**Work item**
The entries that follow need to be printed exactly as they are, minus any pictures.
◇ ◇ ◇
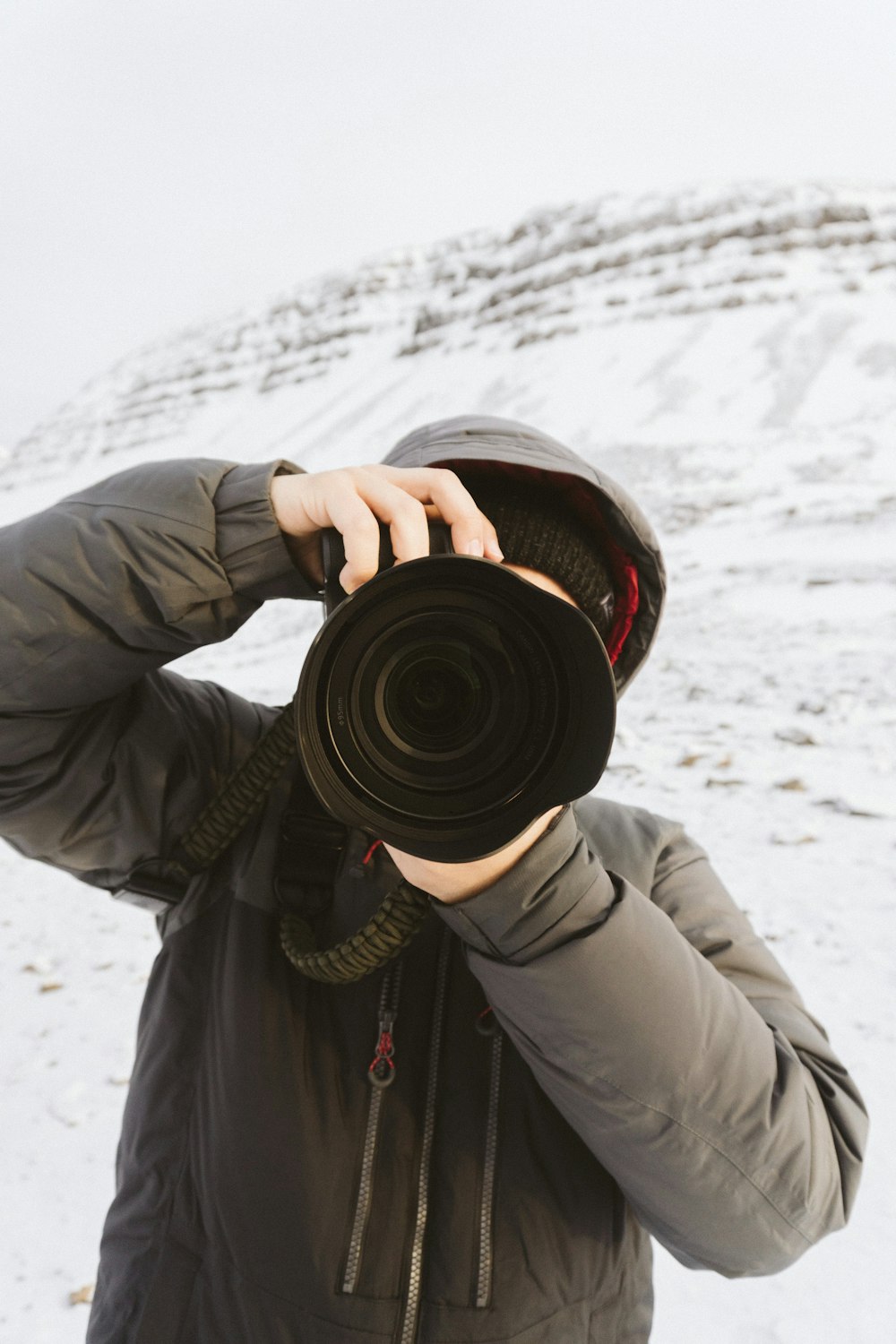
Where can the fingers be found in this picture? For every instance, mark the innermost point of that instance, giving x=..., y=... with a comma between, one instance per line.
x=357, y=499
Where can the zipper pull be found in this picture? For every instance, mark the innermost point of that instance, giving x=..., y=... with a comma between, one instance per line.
x=382, y=1070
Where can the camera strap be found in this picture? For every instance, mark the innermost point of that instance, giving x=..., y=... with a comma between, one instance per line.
x=309, y=849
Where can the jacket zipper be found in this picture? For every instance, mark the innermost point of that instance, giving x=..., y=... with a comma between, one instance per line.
x=381, y=1074
x=484, y=1277
x=406, y=1332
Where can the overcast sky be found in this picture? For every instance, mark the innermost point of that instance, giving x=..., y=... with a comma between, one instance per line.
x=167, y=161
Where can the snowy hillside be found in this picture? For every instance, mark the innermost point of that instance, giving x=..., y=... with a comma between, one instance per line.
x=731, y=358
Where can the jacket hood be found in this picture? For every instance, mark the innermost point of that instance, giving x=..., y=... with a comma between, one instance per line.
x=621, y=531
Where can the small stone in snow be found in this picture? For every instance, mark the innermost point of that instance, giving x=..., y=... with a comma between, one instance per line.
x=797, y=738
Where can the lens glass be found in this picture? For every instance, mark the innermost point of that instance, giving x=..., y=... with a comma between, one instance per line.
x=435, y=696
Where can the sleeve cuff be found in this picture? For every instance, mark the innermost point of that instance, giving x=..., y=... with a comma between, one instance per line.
x=250, y=545
x=554, y=892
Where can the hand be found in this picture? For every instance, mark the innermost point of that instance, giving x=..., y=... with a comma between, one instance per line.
x=357, y=499
x=452, y=882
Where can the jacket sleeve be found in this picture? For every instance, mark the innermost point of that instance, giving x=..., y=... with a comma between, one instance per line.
x=676, y=1047
x=104, y=755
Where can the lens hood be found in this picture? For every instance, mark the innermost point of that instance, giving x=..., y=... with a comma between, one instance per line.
x=447, y=703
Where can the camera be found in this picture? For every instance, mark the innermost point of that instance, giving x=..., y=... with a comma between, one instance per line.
x=447, y=702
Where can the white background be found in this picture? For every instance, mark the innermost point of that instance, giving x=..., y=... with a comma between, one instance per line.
x=161, y=163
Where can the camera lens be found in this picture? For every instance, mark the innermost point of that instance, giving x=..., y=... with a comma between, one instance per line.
x=447, y=701
x=433, y=696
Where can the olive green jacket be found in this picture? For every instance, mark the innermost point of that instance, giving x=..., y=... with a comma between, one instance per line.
x=645, y=1067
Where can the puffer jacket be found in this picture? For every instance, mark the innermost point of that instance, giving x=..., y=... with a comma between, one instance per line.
x=595, y=1050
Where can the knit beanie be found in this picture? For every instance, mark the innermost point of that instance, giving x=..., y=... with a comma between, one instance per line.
x=536, y=530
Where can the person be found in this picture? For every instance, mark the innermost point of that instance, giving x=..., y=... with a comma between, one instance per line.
x=586, y=1042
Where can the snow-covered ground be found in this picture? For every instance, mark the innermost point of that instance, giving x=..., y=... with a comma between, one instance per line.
x=759, y=438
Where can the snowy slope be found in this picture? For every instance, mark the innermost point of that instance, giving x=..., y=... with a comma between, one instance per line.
x=729, y=357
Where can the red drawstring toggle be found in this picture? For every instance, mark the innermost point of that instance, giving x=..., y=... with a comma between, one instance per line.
x=382, y=1069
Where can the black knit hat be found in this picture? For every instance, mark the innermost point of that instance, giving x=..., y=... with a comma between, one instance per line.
x=538, y=531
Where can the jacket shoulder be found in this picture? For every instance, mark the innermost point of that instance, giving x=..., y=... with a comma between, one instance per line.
x=627, y=840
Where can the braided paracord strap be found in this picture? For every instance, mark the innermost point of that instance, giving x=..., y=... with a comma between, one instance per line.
x=218, y=825
x=401, y=916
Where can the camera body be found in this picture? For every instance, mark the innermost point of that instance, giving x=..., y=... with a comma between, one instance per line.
x=447, y=702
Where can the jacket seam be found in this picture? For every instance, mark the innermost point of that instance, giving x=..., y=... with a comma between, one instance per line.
x=702, y=1139
x=166, y=1225
x=96, y=505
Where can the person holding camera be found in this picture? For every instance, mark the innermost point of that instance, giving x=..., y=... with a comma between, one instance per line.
x=381, y=1094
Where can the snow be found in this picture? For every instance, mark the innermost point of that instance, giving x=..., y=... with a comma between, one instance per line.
x=758, y=440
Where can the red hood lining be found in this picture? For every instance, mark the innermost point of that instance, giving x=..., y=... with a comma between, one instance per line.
x=583, y=500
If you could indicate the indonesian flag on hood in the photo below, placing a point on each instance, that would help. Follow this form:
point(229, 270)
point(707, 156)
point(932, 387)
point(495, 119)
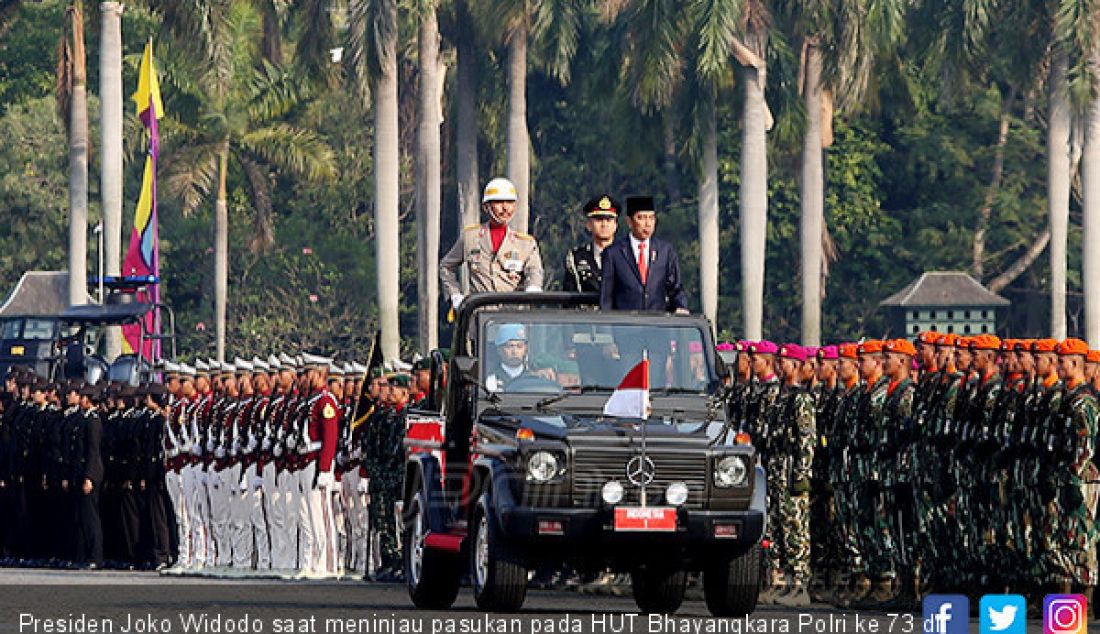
◇ ◇ ◇
**Completed task**
Where can the fingers be found in this picture? For every instance, mark the innermost point of that instance, giving x=..., y=... with a comma between, one instance per line.
x=357, y=499
Where can the zipper pull be found in this picture? For every instance, mark the innermost point of that instance, giving x=..., y=... with a comma between, one instance per line.
x=382, y=1070
Where can the camera strap be found in this picture? For every instance, mark the innermost point of that instance, giving x=..., y=... with a comma between, one instance per line.
x=309, y=849
Where can the jacket zipper be found in this picture? For every instance, mark the innermost point of that instance, giving x=..., y=... with a comma between, one instance per line.
x=381, y=1074
x=484, y=1277
x=406, y=1332
Where can the overcast sky be found in this picture? For every instance, mark the innermost point of that instance, giving x=..., y=... with a comma between, one instance per line.
x=167, y=161
Where can the snowy hillside be found in this picture? For every instance, mark the innermost point of that instance, giving x=..., y=... with a comma between, one instance per line.
x=731, y=358
Where can the jacket hood be found in this picture? For every instance, mark the innermost point of that instance, giving x=..., y=... with a comma between, one instance per line.
x=621, y=531
Where can the small stone in snow be found in this picture? For every instance, mark the innermost point of that instance, giving x=..., y=... with a comma between, one instance per line.
x=797, y=738
Where can the lens glass be found in this picture? For every instance, mark the innermost point of that instance, giving x=..., y=... with a comma between, one instance per line.
x=435, y=696
Where can the sleeve cuff be found in this picture? For every instance, mark the innermost point of that instance, giving x=..., y=... with a comma between, one instance per line.
x=250, y=545
x=554, y=892
Where can the hand be found in this picture? For every instance, mark the innermost point of that instance, giving x=..., y=... with a comma between, one instance per line.
x=357, y=499
x=452, y=882
Where can the jacket sleeve be found in this picture? For every instance, mark the innermost point of that instance, giving x=..., y=... with a comma between, one instance per line.
x=676, y=1047
x=104, y=755
Where can the lens hood be found in this picture? For every instance, mark the innermost point of that instance, giving x=..., y=... with a comma between, one instance per line.
x=447, y=703
Where can the camera be found in this picture? For every instance, mark the innermost point of that instance, giving x=..., y=... with a comma between, one instance per line.
x=447, y=702
Where can the white background be found in this picture? For every instance, mark the innermost point of that instance, giving x=..., y=... with a comma between, one instance per line.
x=161, y=163
Where can the camera lens be found in this picture? For every instance, mark the innermost point of that instance, giving x=..., y=... with a comma between, one instance per line.
x=447, y=701
x=433, y=696
Where can the olive green jacket be found in this picture? For every instance, mark the innermost point of that instance, giving x=..., y=... with a comma between, one instance per line.
x=645, y=1067
Where can the puffer jacket be found in this picture? For every instance, mark the innermost point of that instance, giving x=..., y=... with a comma between, one instance per line.
x=595, y=1050
Where can the knit beanie be found in this picture? For every instance, mark the innermost point of that instance, giving x=..., y=... with a comma between, one instance per line.
x=536, y=530
Where can the person be found in this picture? For every instance, mark the innermost point of that instance, giving x=..., y=... with a comma between, one instance per line.
x=586, y=1042
Where can the snow-covered ground be found in this picture? For every instance, mark the innermost point of that instance, giving x=..., y=... with a comma between, one instance per line.
x=759, y=438
Where can the snowy slope be found in this picture? For every instance, mark the innermost point of that instance, giving x=..., y=... with a comma between, one instance per line.
x=729, y=357
Where can the red drawstring toggle be found in this picture? For every instance, mark the innermost point of that instance, giving x=..., y=... with a comma between, one instance per line.
x=382, y=1069
Where can the black knit hat be found in this picture? For every instance, mark the innermost point of that instance, giving x=..., y=... with a comma between, one instance per line.
x=538, y=531
Where can the jacket shoulder be found in this picture? For every instance, mark the innermost point of that instance, giving x=..., y=... with a comma between, one instance per line.
x=627, y=840
Where can the braided paracord strap be found in this picture? For every instance, mark the innermost point of that instance, giving x=..., y=... with a comma between, one instance per line.
x=218, y=825
x=401, y=916
Where can the camera body be found in this picture? For every instance, mark the innermost point of that instance, giving x=..., y=... with a comma between, one instance per line.
x=447, y=702
Where can the jacket seam be found in this picture? For every instance, mark the innermost point of that instance, giving x=..., y=... with a comma between, one instance per line.
x=702, y=1139
x=166, y=1225
x=96, y=505
Where can the person holding camera be found in this picture? For every instance, mark the innermost point of that instance, giving x=..., y=... with a comma between, one instance per line.
x=381, y=1094
Where can the snow be found in this picture? For every instance, mark the innermost point of that instance, giving x=..., y=... with a comma between, one instance per line.
x=758, y=440
Where can the red hood lining be found in this picture? For every instance, mark the innermost point of that instance, giving x=..., y=... with a comma between, one instance per line.
x=583, y=500
If you could indicate the indonesian flag on hood in the photo below, placing a point on each instance, that would help. Follow this form:
point(229, 270)
point(707, 156)
point(932, 387)
point(495, 119)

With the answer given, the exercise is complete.